Referring expression data
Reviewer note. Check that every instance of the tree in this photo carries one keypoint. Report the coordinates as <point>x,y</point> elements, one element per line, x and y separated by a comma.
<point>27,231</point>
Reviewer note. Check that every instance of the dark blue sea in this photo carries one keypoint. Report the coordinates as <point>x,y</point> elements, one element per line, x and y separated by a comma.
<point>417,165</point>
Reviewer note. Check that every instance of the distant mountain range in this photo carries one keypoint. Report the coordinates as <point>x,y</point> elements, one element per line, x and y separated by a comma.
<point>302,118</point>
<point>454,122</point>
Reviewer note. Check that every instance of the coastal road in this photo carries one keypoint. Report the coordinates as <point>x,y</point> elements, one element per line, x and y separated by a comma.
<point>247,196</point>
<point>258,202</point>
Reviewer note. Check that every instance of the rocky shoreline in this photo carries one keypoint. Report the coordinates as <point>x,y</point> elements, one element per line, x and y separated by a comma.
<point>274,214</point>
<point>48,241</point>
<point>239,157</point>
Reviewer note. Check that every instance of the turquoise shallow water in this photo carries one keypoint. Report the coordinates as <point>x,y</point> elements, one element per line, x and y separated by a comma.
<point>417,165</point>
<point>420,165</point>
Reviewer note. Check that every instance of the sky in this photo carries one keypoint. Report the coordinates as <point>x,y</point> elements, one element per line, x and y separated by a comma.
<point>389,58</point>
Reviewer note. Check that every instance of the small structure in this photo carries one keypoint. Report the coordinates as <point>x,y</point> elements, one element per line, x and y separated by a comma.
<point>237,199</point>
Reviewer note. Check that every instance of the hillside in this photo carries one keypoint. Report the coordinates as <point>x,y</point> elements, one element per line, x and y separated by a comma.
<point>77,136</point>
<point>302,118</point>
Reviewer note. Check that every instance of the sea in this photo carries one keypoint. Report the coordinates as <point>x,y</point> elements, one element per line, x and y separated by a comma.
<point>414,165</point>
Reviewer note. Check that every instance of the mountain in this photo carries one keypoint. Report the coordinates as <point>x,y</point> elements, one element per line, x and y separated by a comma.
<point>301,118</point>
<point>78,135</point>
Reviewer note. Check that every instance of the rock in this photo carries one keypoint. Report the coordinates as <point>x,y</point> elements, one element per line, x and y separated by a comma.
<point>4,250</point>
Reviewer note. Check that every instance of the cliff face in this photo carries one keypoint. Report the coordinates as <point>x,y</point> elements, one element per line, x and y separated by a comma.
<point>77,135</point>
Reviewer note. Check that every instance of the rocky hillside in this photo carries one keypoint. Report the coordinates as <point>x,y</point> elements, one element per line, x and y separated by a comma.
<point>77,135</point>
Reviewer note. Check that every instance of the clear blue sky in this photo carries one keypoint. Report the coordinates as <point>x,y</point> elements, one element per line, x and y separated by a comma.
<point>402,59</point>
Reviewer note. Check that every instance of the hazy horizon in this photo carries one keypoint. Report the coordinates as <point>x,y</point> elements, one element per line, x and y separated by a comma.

◆ What you will do
Your answer should be the full set of records above, restated exactly.

◆ Response
Reviewer note. Check that every instance of the tree in this photo carries one keypoint. Report the coordinates as <point>x,y</point> elements, one element per line, x and y separated by a comma.
<point>27,231</point>
Reviewer note. Check that every instance of the dark blue sea in this photo carries one keypoint. Report the coordinates as <point>x,y</point> elements, one element per line, x and y separated by a comma.
<point>417,165</point>
Reviewer note. Check that every instance of the distant mountain range in this photo carries one keypoint. Report the coordinates as <point>x,y</point> elements, one element per line, x and y separated by a comma.
<point>302,118</point>
<point>454,122</point>
Reviewer note. Check that every instance of the coastal road in this photo carries one keypoint. Report the coordinates as <point>x,y</point> elements, one element per line, x and y separated by a comma.
<point>247,196</point>
<point>258,202</point>
Reviewer note. Check that every instance of the rocky shoreline in this photo carries one keypoint. Report the coordinates as <point>x,y</point> elements, one element per line, x and y separated by a comma.
<point>274,214</point>
<point>48,241</point>
<point>239,157</point>
Reviewer note. Check that every instance of the turquoise shallow water in this photo carries one keypoint. Report the coordinates as <point>x,y</point> elements, one element per line, x and y separated by a comma.
<point>417,165</point>
<point>420,165</point>
Reviewer note. Check that every instance of the sky in this photo carries one keypoint. Report the coordinates as <point>x,y</point> elements, one element per line, x and y separated by a comma.
<point>389,58</point>
Reviewer note. Check that every instance of the small structure in this photo carries one keypoint. Report the coordinates as <point>x,y</point> elements, one element per line, x and y separated by a comma.
<point>237,199</point>
Reviewer note. Check that every instance of the hillside in this photo carries one keypoint. Report the coordinates as <point>x,y</point> elements, one element per line, x and y separated by a comma.
<point>77,136</point>
<point>302,118</point>
Reviewer note. Check that every instance of the sea in this photo carries one keypoint. Report the coordinates as <point>x,y</point> elements, one element per line, x and y separated by a comma.
<point>414,165</point>
Reviewer note. Check that every instance of the mountain in this photo carries one keypoint. Report the coordinates as <point>x,y</point> elements, one element per line, x and y separated by a comma.
<point>301,118</point>
<point>78,135</point>
Reviewer note. Check that every instance of the rock in this photo carries one keypoint. Report the coordinates as <point>x,y</point> elements, one element per line, x and y separated by a comma.
<point>4,250</point>
Reviewer note. Check that every instance of the cliff face in this photo carries one keypoint. Report the coordinates as <point>x,y</point> elements, one element per line, x and y separated by a comma.
<point>77,135</point>
Reviewer note. Check that every instance of the rocky hillside in this photo carries one keypoint. Report the coordinates as <point>x,y</point> elements, one element per line, x and y separated by a comma.
<point>77,135</point>
Reviewer note. Check that every instance of the clear blue sky in this photo carries one keypoint. Report the coordinates as <point>x,y</point> elements, one element per line, x and y separated by a comma.
<point>402,59</point>
Reviewer note. Check that every instance of the hazy horizon in this photo carries one keypoint. Report the coordinates as <point>x,y</point> elements, one element per line, x and y separated by a comma.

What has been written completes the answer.